» **Work task**
Copy the part of the batch processing page that opens with "This is the" and closes with "workflows to batch.", swapping each "latency-tolerant" for "delay-tolerant".
Excerpted passage START
4.5 — Batch Processing and Prompt Optimisation

What You Need to Know

The Message Batches API is a cost optimisation tool with hard constraints that the exam tests directly. Understanding when to use it — and when not to — is the core of this task statement.

Message Batches API: The Facts

These are the non-negotiable constraints:

50% cost savings compared to synchronous API calls
Up to 24-hour processing window — results may arrive in minutes or take up to 24 hours
No guaranteed latency SLA — you cannot rely on results arriving within any specific timeframe
No multi-turn tool calling within a single batch request — the model cannot execute tools mid-request and use the results to continue processing
custom_id fields for correlating request/response pairs — each request in a batch gets a unique identifier used to match it with its response

The Matching Rule

This is the single most tested concept from this task statement:

Synchronous API: For blocking workflows where someone or something is waiting for the result. Pre-merge checks in CI/CD, real-time code review feedback, any workflow where developers are blocked pending completion.

Batch API: For latency-tolerant workflows where results are consumed later. Overnight technical debt reports, weekly code audit summaries, nightly test generation runs, batch document extraction.

The exam specifically presents a scenario (Question 11 in the sample questions) where a manager proposes switching everything to batch processing for the cost savings. The correct answer keeps blocking workflows synchronous and only moves latency-tolerant workflows to batch.

typescript

// Synchronous — developer is waiting for this
const preMergeReview = await client.messages.create({
  model: "claude-sonnet-4-20250514",
  max_tokens: 4096,
  messages: [{ role: "user", content: prDiffContent }]
});

// Batch — results consumed tomorrow morning
const batchRequest = await client.batches.create({
  requests: technicalDebtDocuments.map((doc, i) => ({
    custom_id: `debt-report-${i}`,
    params: {
      model: "claude-sonnet-4-20250514",
      max_tokens: 4096,
      messages: [{ role: "user", content: doc }]
    }
  }))
});

SLA Calculation

When designing batch processing schedules, you must account for the 24-hour maximum processing window. If your organisation requires a 30-hour SLA for a report:

The Batch API guarantees results within 24 hours, so the final batch must be submitted no later than 24 hours before the deadline
30 hours total SLA minus 24 hours processing = 6 hours of buffer for collecting requests, validating inputs, or absorbing operational delays
Submit batches every 4-6 hours within that buffer window so a fresh batch is always in flight

The exam may present a scheduling question where you need to work backwards from the SLA to determine submission frequency.

Batch Failure Handling

Not all documents in a batch succeed. The correct failure handling pattern has three steps:

1. Identify failures by custom_id. Each request has a unique identifier. Parse the batch results to find which custom_id values failed.
Excerpted passage END
Information given START
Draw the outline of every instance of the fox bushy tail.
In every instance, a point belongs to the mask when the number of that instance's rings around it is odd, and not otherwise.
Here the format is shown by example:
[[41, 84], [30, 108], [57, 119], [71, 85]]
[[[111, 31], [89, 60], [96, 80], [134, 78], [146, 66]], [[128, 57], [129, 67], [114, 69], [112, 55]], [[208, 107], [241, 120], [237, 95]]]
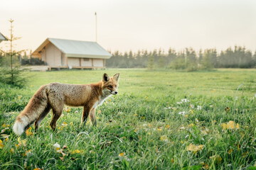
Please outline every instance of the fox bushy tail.
[[36, 119], [48, 106], [47, 85], [42, 86], [30, 99], [24, 110], [17, 116], [13, 130], [21, 135]]

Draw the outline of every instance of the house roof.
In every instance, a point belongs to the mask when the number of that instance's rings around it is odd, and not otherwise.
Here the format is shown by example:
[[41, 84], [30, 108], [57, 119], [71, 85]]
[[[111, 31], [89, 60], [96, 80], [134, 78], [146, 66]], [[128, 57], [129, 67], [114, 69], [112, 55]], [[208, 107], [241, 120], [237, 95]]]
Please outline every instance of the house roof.
[[68, 57], [103, 58], [112, 56], [98, 43], [90, 41], [79, 41], [58, 38], [47, 38], [33, 53], [36, 57], [48, 43], [53, 43], [58, 49]]
[[7, 40], [7, 38], [6, 37], [4, 36], [4, 35], [2, 35], [0, 33], [0, 42], [2, 41], [2, 40]]

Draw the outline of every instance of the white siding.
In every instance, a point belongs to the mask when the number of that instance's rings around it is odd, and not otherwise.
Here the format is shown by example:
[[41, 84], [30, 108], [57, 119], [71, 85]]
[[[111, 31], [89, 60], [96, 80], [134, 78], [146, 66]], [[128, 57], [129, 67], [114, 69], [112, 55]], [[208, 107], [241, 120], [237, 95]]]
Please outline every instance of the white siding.
[[79, 58], [68, 58], [68, 65], [72, 67], [80, 67], [80, 59]]
[[46, 62], [48, 66], [61, 66], [61, 52], [52, 43], [46, 47]]
[[81, 58], [82, 67], [92, 67], [92, 59]]
[[103, 67], [103, 59], [93, 59], [94, 67]]

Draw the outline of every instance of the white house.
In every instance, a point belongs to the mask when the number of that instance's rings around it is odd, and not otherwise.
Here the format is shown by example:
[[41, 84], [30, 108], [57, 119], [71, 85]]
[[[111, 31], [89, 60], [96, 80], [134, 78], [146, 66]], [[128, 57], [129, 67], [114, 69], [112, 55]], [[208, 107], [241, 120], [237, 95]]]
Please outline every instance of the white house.
[[47, 38], [33, 53], [50, 68], [105, 68], [111, 57], [95, 42]]
[[0, 42], [3, 40], [8, 40], [7, 38], [6, 37], [4, 36], [4, 35], [2, 35], [1, 33], [0, 33]]

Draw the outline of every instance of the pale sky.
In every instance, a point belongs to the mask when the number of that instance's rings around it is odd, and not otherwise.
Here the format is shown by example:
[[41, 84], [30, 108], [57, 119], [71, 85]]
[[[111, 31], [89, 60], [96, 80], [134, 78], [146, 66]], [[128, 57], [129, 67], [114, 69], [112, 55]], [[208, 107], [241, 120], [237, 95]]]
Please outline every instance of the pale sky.
[[[255, 0], [1, 0], [0, 32], [14, 19], [16, 50], [47, 38], [95, 41], [107, 50], [256, 50]], [[5, 47], [2, 42], [0, 47]]]

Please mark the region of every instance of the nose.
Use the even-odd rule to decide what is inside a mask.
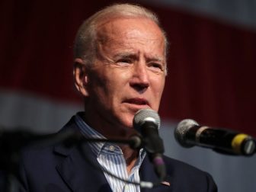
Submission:
[[[143,62],[134,65],[130,85],[138,91],[144,91],[149,87],[149,76],[146,68],[146,65]]]

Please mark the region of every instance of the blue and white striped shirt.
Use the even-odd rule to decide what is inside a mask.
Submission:
[[[75,120],[85,136],[91,138],[105,138],[101,133],[90,127],[79,115],[76,114]],[[139,151],[137,161],[128,175],[126,163],[123,152],[118,146],[108,142],[88,142],[88,145],[103,169],[107,170],[114,175],[130,181],[139,182],[139,170],[146,156],[146,152],[143,149]],[[140,191],[139,185],[125,183],[105,172],[104,175],[112,190],[114,192]]]

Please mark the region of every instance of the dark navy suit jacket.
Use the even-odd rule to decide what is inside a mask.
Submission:
[[[74,118],[64,126],[78,130]],[[111,191],[101,171],[89,162],[100,166],[85,143],[82,155],[77,146],[67,147],[56,144],[43,148],[32,148],[23,152],[19,179],[22,187],[19,191],[30,192],[107,192]],[[88,160],[90,160],[89,162]],[[212,177],[187,164],[164,156],[167,167],[166,182],[142,192],[213,192],[217,191]],[[146,156],[139,171],[141,181],[157,182],[154,168]]]

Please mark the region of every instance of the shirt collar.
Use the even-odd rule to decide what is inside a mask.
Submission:
[[[94,129],[91,128],[90,126],[88,126],[85,120],[81,117],[79,115],[80,113],[78,113],[75,116],[75,121],[78,128],[80,129],[82,133],[85,136],[85,137],[88,138],[100,138],[100,139],[106,139],[102,134],[98,133]],[[92,152],[96,155],[96,157],[98,157],[101,152],[104,153],[116,153],[116,154],[123,154],[122,150],[120,149],[120,147],[117,145],[110,144],[109,142],[88,142],[88,145],[92,149]],[[112,148],[114,147],[114,149]],[[139,150],[139,158],[137,159],[137,162],[139,165],[140,165],[144,159],[146,155],[146,152],[143,149],[141,149]]]

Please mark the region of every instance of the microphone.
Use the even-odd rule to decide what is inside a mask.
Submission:
[[[248,135],[226,129],[200,126],[190,119],[178,124],[174,137],[183,147],[199,146],[226,155],[249,156],[255,152],[256,149],[254,139]]]
[[[152,109],[141,109],[135,114],[133,127],[142,136],[142,146],[149,154],[149,160],[153,163],[155,171],[161,181],[166,174],[162,154],[165,152],[162,139],[158,136],[160,117]]]

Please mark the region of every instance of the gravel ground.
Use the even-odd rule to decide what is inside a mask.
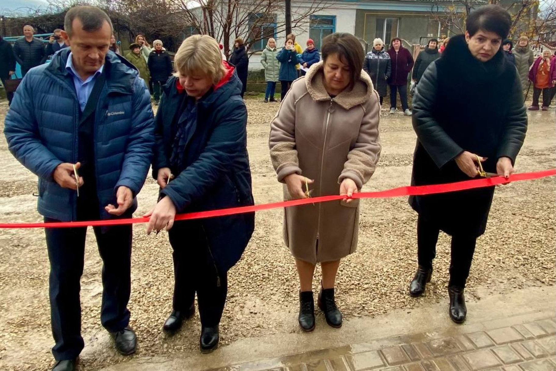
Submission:
[[[280,200],[281,187],[269,158],[269,123],[277,103],[247,101],[248,146],[256,202]],[[7,110],[0,102],[0,129]],[[406,185],[411,174],[415,135],[410,118],[383,109],[383,151],[376,173],[364,190]],[[517,170],[556,167],[553,111],[529,113],[529,129]],[[0,221],[39,221],[36,208],[36,180],[7,151],[0,137]],[[552,286],[554,266],[556,179],[547,178],[500,186],[496,191],[487,233],[478,241],[466,290],[469,301],[480,300],[478,288],[503,293],[532,286]],[[139,195],[136,216],[156,199],[157,186],[147,180]],[[416,266],[416,214],[406,198],[363,201],[358,251],[342,263],[336,299],[345,320],[378,316],[395,309],[445,302],[449,239],[441,235],[435,274],[426,294],[414,299],[408,285]],[[243,258],[230,273],[229,295],[221,324],[221,344],[264,334],[299,332],[297,278],[281,239],[282,211],[258,212],[255,233]],[[85,349],[80,369],[92,370],[126,358],[118,355],[100,323],[102,262],[90,231],[82,279],[82,332]],[[52,363],[48,304],[48,263],[40,230],[0,230],[0,369],[46,370]],[[314,290],[318,289],[317,269]],[[173,337],[162,332],[171,305],[173,273],[165,233],[147,236],[134,229],[131,325],[136,330],[137,355],[196,354],[198,314]],[[485,292],[481,290],[481,292]],[[542,300],[539,298],[539,300]],[[472,313],[469,320],[472,320]],[[319,315],[321,315],[320,314]],[[341,331],[341,330],[340,330]],[[341,333],[339,333],[341,336]],[[128,359],[128,358],[127,358]]]

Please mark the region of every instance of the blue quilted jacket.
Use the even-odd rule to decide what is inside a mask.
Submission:
[[[72,76],[66,70],[69,48],[48,65],[31,70],[6,117],[4,134],[10,151],[38,176],[38,212],[61,221],[77,219],[77,193],[62,188],[52,177],[62,162],[78,156],[80,106]],[[155,121],[150,95],[137,70],[112,52],[106,55],[106,81],[97,103],[94,126],[95,171],[101,219],[114,217],[104,210],[115,205],[118,187],[136,196],[148,171]],[[137,208],[134,198],[126,212]]]

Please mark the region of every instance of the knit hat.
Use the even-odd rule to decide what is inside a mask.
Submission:
[[[512,50],[512,48],[514,47],[514,43],[512,42],[512,40],[510,40],[509,39],[507,38],[505,40],[504,40],[504,41],[502,42],[502,45],[503,46],[503,45],[505,45],[506,44],[510,44],[510,51]]]

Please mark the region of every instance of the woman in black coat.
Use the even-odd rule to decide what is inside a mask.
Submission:
[[[435,38],[431,38],[429,40],[429,43],[426,44],[426,48],[417,56],[415,60],[415,64],[413,66],[413,74],[411,79],[419,83],[419,80],[423,76],[423,74],[429,67],[429,65],[433,63],[440,57],[440,53],[438,52],[438,40]]]
[[[162,41],[155,40],[152,42],[152,46],[153,50],[148,55],[147,65],[151,72],[155,104],[157,105],[160,100],[161,87],[166,83],[168,78],[172,75],[172,60],[162,47]]]
[[[156,113],[152,169],[160,194],[147,214],[147,232],[170,230],[175,282],[164,330],[177,331],[193,315],[196,293],[200,348],[209,353],[219,344],[227,271],[251,238],[255,213],[175,223],[174,217],[254,204],[247,108],[235,68],[222,61],[218,43],[210,36],[186,38],[175,63],[179,77],[165,85]]]
[[[9,42],[0,36],[0,80],[6,87],[6,81],[16,73],[16,57]],[[12,103],[13,93],[8,93],[8,105]]]
[[[384,43],[377,38],[373,42],[373,50],[367,53],[363,62],[363,70],[369,74],[375,90],[379,93],[380,105],[386,96],[386,80],[392,71],[390,55],[384,51]]]
[[[236,39],[235,47],[232,55],[230,56],[230,62],[236,67],[236,71],[237,72],[237,77],[241,81],[242,87],[241,88],[241,97],[243,98],[245,90],[247,89],[247,72],[249,67],[249,57],[247,57],[247,52],[245,51],[245,46],[244,45],[243,40],[239,37]]]
[[[499,6],[478,8],[467,18],[465,36],[451,38],[442,57],[425,71],[413,100],[413,185],[478,177],[480,164],[507,178],[513,172],[527,116],[517,71],[501,46],[511,24]],[[409,293],[420,295],[430,280],[439,231],[450,235],[449,311],[456,323],[465,320],[464,288],[494,192],[487,187],[410,199],[419,214],[419,267]]]

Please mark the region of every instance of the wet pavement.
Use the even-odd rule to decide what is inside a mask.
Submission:
[[[348,320],[340,329],[319,315],[311,333],[261,336],[210,355],[137,358],[103,371],[554,371],[555,303],[554,287],[485,296],[468,303],[463,325],[449,320],[445,303]]]

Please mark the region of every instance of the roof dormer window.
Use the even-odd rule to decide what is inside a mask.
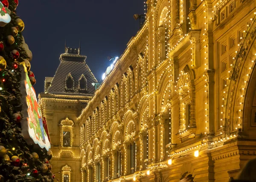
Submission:
[[[81,91],[87,90],[87,80],[84,74],[82,74],[79,80],[79,90]]]
[[[67,90],[73,90],[74,89],[74,80],[70,73],[66,78],[66,89]]]

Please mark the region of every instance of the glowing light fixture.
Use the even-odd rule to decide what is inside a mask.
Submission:
[[[195,151],[194,153],[194,156],[196,157],[198,157],[198,156],[199,156],[199,151]]]
[[[172,165],[172,159],[169,159],[169,160],[168,160],[168,165]]]
[[[105,73],[103,73],[103,74],[102,74],[102,80],[105,80],[105,78],[106,78],[106,75],[105,74]]]

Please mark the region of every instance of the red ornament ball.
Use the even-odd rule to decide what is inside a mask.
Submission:
[[[17,69],[17,68],[18,68],[18,65],[17,63],[14,63],[14,64],[13,65],[13,67],[15,69]]]
[[[13,156],[12,157],[11,159],[12,161],[12,164],[15,166],[18,166],[20,163],[20,158],[17,156]]]
[[[48,160],[48,159],[46,158],[44,159],[44,163],[45,164],[49,164],[49,161]]]
[[[45,122],[45,119],[44,119],[43,120],[43,126],[44,126],[44,127],[45,126],[45,124],[46,124],[46,123]]]
[[[14,3],[16,4],[16,7],[17,7],[19,5],[19,0],[14,0]]]
[[[2,42],[0,42],[0,51],[3,51],[3,49],[4,48],[4,46],[3,45],[3,43]]]
[[[2,3],[5,7],[6,7],[7,8],[9,7],[9,2],[8,2],[8,0],[3,0],[2,1]]]
[[[38,174],[38,171],[35,169],[33,170],[33,173],[35,175]]]
[[[33,73],[32,71],[29,71],[28,72],[29,74],[29,77],[34,77],[35,78],[35,74],[34,74],[34,73]]]
[[[17,60],[20,57],[20,53],[17,50],[13,50],[12,51],[12,55],[15,60]]]

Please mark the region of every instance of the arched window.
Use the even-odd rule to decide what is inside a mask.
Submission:
[[[74,89],[74,80],[71,74],[70,73],[66,78],[66,89],[73,90],[73,89]]]
[[[67,117],[59,123],[59,134],[61,136],[60,145],[63,147],[72,147],[73,143],[73,134],[74,123]]]
[[[83,90],[87,90],[87,80],[84,75],[82,74],[79,79],[79,89]]]
[[[84,89],[85,88],[85,79],[84,77],[82,78],[80,80],[80,86],[81,89]]]
[[[135,142],[131,144],[130,157],[131,157],[131,173],[134,173],[136,171],[136,143]]]
[[[121,176],[121,164],[122,161],[122,152],[121,152],[121,150],[119,149],[118,151],[117,151],[117,160],[116,160],[116,166],[117,166],[117,177],[120,177]]]
[[[62,182],[70,182],[71,181],[71,168],[66,165],[61,168]]]

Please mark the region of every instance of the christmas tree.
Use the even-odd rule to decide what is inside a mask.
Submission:
[[[32,86],[32,54],[16,14],[18,0],[1,0],[0,182],[52,182],[47,125]]]

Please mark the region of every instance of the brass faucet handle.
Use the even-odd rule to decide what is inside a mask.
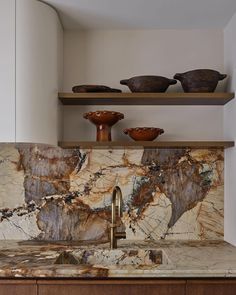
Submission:
[[[117,232],[115,233],[116,239],[126,239],[126,233],[125,232]]]
[[[120,222],[118,222],[118,223],[110,223],[109,226],[110,226],[110,228],[118,228],[118,227],[121,226],[121,223]]]

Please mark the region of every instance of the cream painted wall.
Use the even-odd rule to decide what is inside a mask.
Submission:
[[[15,140],[15,0],[0,1],[0,142]]]
[[[16,141],[56,144],[62,26],[50,6],[32,0],[16,3]]]
[[[224,31],[225,71],[230,75],[228,91],[236,91],[236,14]],[[225,139],[236,140],[236,102],[224,107]],[[236,245],[236,148],[225,152],[225,240]]]
[[[223,31],[124,30],[65,31],[63,90],[76,84],[105,84],[128,91],[119,81],[134,75],[163,75],[196,68],[224,69]],[[221,84],[224,88],[225,83]],[[181,91],[171,86],[169,91]],[[218,91],[220,88],[218,88]],[[159,126],[160,140],[223,138],[221,107],[88,106],[64,107],[64,140],[93,140],[95,127],[82,119],[86,111],[111,109],[125,113],[114,139],[125,139],[124,127]]]

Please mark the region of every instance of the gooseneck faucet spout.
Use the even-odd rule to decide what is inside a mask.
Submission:
[[[124,231],[118,232],[117,228],[121,225],[122,217],[122,192],[119,186],[115,186],[112,192],[112,205],[111,205],[111,235],[110,247],[111,249],[117,248],[117,240],[125,239],[126,233]],[[118,223],[119,222],[119,223]]]

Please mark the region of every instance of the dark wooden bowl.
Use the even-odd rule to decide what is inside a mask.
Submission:
[[[110,88],[104,85],[78,85],[72,88],[74,93],[84,92],[122,92],[120,89]]]
[[[124,114],[113,111],[96,111],[85,113],[85,119],[88,119],[95,125],[108,125],[112,126],[117,123],[119,120],[124,119]]]
[[[177,73],[174,78],[181,82],[184,92],[214,92],[219,81],[227,75],[209,69],[198,69]]]
[[[123,132],[135,141],[152,141],[163,134],[164,130],[155,127],[136,127],[124,129]]]
[[[176,80],[162,76],[136,76],[120,81],[120,84],[128,86],[132,92],[165,92],[170,85],[176,83]]]

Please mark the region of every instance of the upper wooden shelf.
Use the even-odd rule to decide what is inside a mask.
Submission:
[[[225,105],[234,93],[59,93],[63,105]]]
[[[58,145],[65,149],[70,148],[229,148],[234,146],[234,141],[80,141],[59,142]]]

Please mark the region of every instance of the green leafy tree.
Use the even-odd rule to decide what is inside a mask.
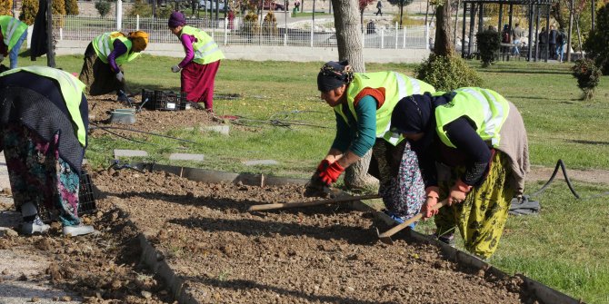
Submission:
[[[596,12],[596,26],[584,44],[588,56],[594,60],[603,74],[609,74],[609,5]]]
[[[34,19],[38,12],[38,0],[24,0],[21,3],[21,13],[19,20],[26,23],[28,25],[34,25]]]
[[[432,54],[414,68],[416,79],[420,79],[437,91],[451,91],[464,86],[482,86],[482,78],[464,60],[455,55]]]
[[[152,5],[144,3],[142,0],[135,0],[134,5],[131,6],[131,9],[127,13],[127,15],[135,17],[138,15],[142,17],[152,16]]]
[[[65,14],[71,15],[78,15],[78,3],[76,0],[65,0]]]
[[[392,5],[397,5],[400,8],[400,26],[404,18],[404,8],[413,3],[413,0],[388,0]]]
[[[110,5],[110,3],[105,0],[99,0],[99,2],[95,4],[95,9],[102,17],[105,17],[106,15],[108,15],[108,13],[110,13],[111,7],[112,6]]]
[[[584,92],[582,99],[590,100],[594,93],[594,89],[601,81],[603,73],[594,64],[594,61],[589,58],[582,58],[575,61],[575,65],[571,68],[574,77],[577,78],[577,86]]]
[[[482,67],[489,67],[494,62],[494,58],[501,48],[501,34],[494,30],[485,30],[475,34],[480,50],[480,60]]]
[[[13,0],[4,0],[0,3],[0,15],[13,15]]]

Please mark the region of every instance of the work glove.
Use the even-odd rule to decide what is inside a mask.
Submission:
[[[421,212],[423,212],[423,219],[427,220],[433,217],[435,214],[438,214],[439,210],[432,210],[435,204],[438,203],[438,199],[440,198],[440,188],[436,186],[425,188],[425,202],[421,207]]]
[[[338,177],[344,171],[344,168],[338,164],[338,162],[333,162],[325,170],[319,172],[319,177],[322,180],[322,182],[325,183],[328,187],[336,182]]]
[[[121,83],[125,81],[125,75],[123,74],[123,72],[116,73],[116,80]]]
[[[330,166],[330,162],[328,160],[322,161],[318,165],[315,172],[311,176],[311,180],[306,184],[306,189],[304,190],[305,197],[326,197],[329,193],[329,189],[326,184],[322,181],[322,178],[319,176],[323,171],[325,171]]]
[[[472,186],[463,182],[461,179],[458,179],[448,194],[448,205],[451,206],[453,203],[459,203],[465,201],[465,197],[471,190]]]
Information given END
» **Answer box**
This is the single most tested concept from this task statement:

Synchronous API: For blocking workflows where someone or something is waiting for the result. Pre-merge checks in CI/CD, real-time code review feedback, any workflow where developers are blocked pending completion.

Batch API: For delay-tolerant workflows where results are consumed later. Overnight technical debt reports, weekly code audit summaries, nightly test generation runs, batch document extraction.

The exam specifically presents a scenario (Question 11 in the sample questions) where a manager proposes switching everything to batch processing for the cost savings. The correct answer keeps blocking workflows synchronous and only moves delay-tolerant workflows to batch.